Material for this task:

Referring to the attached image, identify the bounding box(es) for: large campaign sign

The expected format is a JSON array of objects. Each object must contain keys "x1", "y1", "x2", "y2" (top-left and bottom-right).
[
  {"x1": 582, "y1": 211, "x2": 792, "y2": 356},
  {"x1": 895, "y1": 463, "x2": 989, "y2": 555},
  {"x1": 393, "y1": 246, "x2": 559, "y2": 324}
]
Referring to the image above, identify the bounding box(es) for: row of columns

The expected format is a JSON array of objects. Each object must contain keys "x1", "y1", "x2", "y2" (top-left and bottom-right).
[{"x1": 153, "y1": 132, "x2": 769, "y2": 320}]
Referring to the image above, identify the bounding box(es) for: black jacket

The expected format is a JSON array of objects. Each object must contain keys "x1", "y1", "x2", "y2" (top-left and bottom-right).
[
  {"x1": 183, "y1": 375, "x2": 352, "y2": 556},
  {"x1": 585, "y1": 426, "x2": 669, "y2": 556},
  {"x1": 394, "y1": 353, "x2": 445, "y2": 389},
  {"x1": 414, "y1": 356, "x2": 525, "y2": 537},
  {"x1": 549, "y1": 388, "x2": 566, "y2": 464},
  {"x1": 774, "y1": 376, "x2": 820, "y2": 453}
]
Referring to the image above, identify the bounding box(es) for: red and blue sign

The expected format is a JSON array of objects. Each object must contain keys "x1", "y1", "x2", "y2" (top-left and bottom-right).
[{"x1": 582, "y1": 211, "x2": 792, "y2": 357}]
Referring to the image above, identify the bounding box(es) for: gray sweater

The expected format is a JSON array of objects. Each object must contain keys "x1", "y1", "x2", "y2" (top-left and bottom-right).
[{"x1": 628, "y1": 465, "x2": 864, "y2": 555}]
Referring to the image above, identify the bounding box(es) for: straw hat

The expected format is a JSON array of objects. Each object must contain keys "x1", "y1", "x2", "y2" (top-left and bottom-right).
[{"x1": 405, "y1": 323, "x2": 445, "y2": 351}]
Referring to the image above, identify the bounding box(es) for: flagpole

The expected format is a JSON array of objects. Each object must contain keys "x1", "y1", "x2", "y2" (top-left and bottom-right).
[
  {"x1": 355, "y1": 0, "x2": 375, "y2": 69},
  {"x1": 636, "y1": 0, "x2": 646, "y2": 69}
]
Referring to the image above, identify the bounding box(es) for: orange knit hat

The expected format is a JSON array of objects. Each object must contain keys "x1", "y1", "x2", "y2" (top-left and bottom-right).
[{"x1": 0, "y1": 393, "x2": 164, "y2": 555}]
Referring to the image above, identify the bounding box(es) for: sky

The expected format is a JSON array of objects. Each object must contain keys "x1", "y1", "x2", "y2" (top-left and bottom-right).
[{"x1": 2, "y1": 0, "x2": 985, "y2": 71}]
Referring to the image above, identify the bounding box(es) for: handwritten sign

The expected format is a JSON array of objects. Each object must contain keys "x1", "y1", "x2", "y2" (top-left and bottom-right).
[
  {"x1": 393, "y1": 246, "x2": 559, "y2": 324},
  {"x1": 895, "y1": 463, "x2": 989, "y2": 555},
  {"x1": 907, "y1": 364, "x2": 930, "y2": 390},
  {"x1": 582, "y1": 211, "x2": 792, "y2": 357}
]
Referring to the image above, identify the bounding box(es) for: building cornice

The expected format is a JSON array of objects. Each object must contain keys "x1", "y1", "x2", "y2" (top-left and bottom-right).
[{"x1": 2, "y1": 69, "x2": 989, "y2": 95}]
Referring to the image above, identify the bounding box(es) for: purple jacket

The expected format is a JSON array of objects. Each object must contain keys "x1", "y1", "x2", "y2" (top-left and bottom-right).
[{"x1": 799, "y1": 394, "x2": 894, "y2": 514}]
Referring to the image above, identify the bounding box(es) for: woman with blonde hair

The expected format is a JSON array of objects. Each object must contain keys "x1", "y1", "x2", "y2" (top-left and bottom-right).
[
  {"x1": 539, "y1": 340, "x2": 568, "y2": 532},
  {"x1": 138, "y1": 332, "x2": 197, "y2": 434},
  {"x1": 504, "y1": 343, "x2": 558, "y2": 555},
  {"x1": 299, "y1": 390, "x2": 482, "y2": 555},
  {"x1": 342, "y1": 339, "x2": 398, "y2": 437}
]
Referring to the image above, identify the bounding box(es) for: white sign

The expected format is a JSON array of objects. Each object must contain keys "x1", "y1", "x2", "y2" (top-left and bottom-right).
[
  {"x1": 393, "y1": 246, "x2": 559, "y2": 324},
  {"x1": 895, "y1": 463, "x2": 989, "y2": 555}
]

Your objective:
Go through the entries and copy every line that has "jacket".

Task result:
Referring to the image above, identify the bounding box(es) for: black jacket
Referring to the image above, identify the bounding box(es) for: purple jacket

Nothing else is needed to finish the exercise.